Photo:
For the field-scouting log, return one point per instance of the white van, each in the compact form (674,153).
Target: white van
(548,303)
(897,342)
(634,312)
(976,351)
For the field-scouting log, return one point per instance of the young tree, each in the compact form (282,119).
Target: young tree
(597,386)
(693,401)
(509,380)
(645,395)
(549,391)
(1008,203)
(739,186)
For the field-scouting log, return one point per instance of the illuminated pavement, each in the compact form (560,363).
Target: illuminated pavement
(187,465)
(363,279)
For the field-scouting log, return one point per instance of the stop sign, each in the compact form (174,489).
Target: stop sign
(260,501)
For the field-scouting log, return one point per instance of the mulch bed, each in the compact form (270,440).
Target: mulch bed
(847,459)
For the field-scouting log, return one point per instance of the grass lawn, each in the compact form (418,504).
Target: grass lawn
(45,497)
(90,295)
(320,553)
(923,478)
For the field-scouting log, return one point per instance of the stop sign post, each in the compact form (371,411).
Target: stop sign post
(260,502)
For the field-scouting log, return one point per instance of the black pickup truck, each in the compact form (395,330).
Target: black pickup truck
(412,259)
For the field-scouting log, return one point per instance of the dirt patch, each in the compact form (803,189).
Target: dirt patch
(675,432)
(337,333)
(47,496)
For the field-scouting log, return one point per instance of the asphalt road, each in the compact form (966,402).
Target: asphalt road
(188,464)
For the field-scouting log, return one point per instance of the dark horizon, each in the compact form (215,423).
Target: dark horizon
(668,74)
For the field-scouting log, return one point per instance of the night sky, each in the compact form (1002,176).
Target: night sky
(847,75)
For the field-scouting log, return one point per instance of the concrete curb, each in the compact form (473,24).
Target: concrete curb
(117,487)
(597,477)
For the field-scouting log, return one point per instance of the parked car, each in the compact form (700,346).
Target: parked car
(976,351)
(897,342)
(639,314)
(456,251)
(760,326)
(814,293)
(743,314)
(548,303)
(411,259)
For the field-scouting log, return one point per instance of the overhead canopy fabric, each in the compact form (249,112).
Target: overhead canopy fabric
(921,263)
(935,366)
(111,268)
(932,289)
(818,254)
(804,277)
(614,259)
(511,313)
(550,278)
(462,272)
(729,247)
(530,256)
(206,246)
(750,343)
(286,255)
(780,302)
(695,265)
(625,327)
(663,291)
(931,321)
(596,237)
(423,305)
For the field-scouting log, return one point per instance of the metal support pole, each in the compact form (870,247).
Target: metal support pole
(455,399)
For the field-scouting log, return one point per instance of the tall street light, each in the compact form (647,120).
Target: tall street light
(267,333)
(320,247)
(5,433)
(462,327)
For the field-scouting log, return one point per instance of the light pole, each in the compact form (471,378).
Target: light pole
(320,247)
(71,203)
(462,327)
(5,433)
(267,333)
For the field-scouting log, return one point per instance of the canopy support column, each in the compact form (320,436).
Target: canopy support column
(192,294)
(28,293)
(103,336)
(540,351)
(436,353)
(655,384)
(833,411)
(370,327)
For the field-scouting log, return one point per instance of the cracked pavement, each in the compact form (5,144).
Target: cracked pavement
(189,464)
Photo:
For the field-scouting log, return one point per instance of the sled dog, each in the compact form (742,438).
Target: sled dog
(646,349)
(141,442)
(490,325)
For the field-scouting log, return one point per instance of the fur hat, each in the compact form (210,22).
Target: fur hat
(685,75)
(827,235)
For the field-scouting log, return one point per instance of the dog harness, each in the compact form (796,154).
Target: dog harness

Written task >>
Each record should come back exactly as written.

Written solution >>
Photo:
For the field-scouting log, return one point per instance of the white van, each in the compact form (674,153).
Target: white van
(548,303)
(897,342)
(634,312)
(976,351)
For the field-scouting log, return one point per instance of the young tree, each in the compact form (282,119).
Target: young tree
(597,386)
(693,401)
(509,380)
(645,395)
(549,391)
(1008,203)
(739,186)
For the field-scouting log, return one point per instance of the illuminated pavement, each in the compact form (560,363).
Target: illuminated pavement
(187,465)
(363,279)
For the field-scouting log, return one point per instance of the stop sign, each in the compact form (174,489).
Target: stop sign
(260,501)
For the field-scouting log, return one point per instance of the mulch bed, each in the compact form (270,440).
Target: mulch bed
(847,459)
For the field-scouting log, return one point per instance of the grass lawn, each in the compact form (418,504).
Target: grass lawn
(45,497)
(90,295)
(320,553)
(923,478)
For the field-scouting log, return one point per instance of the stop sign post, each in the compact form (371,411).
Target: stop sign post
(260,502)
For the field-scouting log, return one point per instance of the black pickup truck, each in the compact form (395,330).
Target: black pickup truck
(412,259)
For the field-scouting log, return one point per instance of the dirt patch, each in the compact form (803,189).
Target: dirt patch
(675,432)
(337,333)
(47,496)
For the field-scouting log, return one point per instance of the asphalt road, each in the compact form (966,402).
Target: asphalt road
(188,464)
For the field-scouting log, return one point per instance of the dark horizon, each in the compact form (215,423).
Target: dark horizon
(668,74)
For the field-scouting log, return one point per instance of the night sky, each in the compact form (1002,176).
Target: night sky
(847,75)
For the field-scouting log, return one point per instance of the concrete curb, each in the compact form (473,24).
Target: concrete curb
(117,487)
(597,477)
For the field-scouting log, return one point per instance of the parked car, each in the compact form (700,346).
Target: parked car
(976,351)
(897,342)
(639,314)
(456,251)
(760,326)
(814,293)
(743,314)
(548,303)
(411,259)
For the field-scouting log, return one point per instance of the overhead canopy fabric, each in the compact form (249,112).
Target: overhead canopy fabric
(921,263)
(935,366)
(111,268)
(932,289)
(818,254)
(804,277)
(614,259)
(511,313)
(550,278)
(462,272)
(729,247)
(530,256)
(206,246)
(750,343)
(286,255)
(780,302)
(695,265)
(625,327)
(663,291)
(931,321)
(596,237)
(423,305)
For the field-scouting log, return one point per instance of the metal support pole, each in the compact form (870,247).
Target: metal support pole
(455,399)
For the field-scouting log, return one point per instance of the tall street light, each in the compact form (647,120).
Target: tall street light
(267,333)
(320,247)
(5,433)
(462,327)
For the field-scouting log, return one point per instance of the light pole, each in the compact form (471,378).
Target: light pole
(320,247)
(71,203)
(462,327)
(5,433)
(267,333)
For the field-scouting log, return one point per instance of the canopy support column, each in the compact form (320,436).
Target: canopy support column
(192,294)
(28,293)
(103,336)
(540,351)
(436,353)
(655,384)
(833,411)
(370,327)
For the field-scouting log, return one point per instance of the cracked pavement, each in the compact form (5,144).
Target: cracked pavement
(189,464)
Photo:
For the field-scouting log, return one point per instance of the sled dog, each in the compact form (742,438).
Target: sled dog
(646,349)
(141,442)
(490,325)
For the field-scouting log, return one point per instance of the fur hat, each in the compact form (210,22).
Target: fur hat
(685,75)
(827,235)
For the field-scouting log, return one point per instance of the dog harness, each in the compact form (796,154).
Target: dog harness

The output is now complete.